_Instructions to follow_:
Write out, please, the line containing "Objective — one point per instance of the leaf" together with all lines after it, up to and including the last one, with no other output.

_Extracted entries_:

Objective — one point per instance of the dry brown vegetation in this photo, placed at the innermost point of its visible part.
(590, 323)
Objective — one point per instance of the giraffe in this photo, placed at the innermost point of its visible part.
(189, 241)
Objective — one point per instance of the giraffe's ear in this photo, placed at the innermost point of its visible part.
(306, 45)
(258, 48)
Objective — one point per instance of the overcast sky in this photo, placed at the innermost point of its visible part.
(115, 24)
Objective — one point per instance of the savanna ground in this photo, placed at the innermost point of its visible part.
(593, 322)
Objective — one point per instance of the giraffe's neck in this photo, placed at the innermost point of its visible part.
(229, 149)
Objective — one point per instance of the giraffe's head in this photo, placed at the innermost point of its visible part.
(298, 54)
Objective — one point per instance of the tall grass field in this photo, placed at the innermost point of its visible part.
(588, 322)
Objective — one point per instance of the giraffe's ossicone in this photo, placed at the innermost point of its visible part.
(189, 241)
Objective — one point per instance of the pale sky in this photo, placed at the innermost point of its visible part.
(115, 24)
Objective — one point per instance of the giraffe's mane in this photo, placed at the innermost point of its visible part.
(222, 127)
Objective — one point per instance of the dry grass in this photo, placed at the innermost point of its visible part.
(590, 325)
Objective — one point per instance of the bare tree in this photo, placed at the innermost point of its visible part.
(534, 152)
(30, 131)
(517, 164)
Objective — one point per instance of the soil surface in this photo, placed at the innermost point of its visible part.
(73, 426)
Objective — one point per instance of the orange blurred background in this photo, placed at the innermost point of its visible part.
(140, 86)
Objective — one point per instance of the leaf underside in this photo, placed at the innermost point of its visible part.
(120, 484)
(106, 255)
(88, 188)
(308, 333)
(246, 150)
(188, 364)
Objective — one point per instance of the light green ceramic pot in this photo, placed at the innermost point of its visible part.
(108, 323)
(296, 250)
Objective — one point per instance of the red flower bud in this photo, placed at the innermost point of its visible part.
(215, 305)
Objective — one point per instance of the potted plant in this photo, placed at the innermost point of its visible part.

_Task solution_:
Objective — one point per instance of the leaf underside in this photo, placed at the innermost point of its visible part.
(120, 484)
(106, 255)
(88, 188)
(308, 333)
(246, 150)
(188, 364)
Objective — one point per instance of the light green ceramic pot in this photo, placed at the innermost point of its visible part.
(108, 323)
(296, 250)
Objective — one point per instance of the red flower bud in this photo, placed at the innermost point of its visible part.
(215, 305)
Objective — one point per instance of the potted plant in this photo, placed at the innermost point of its visible part.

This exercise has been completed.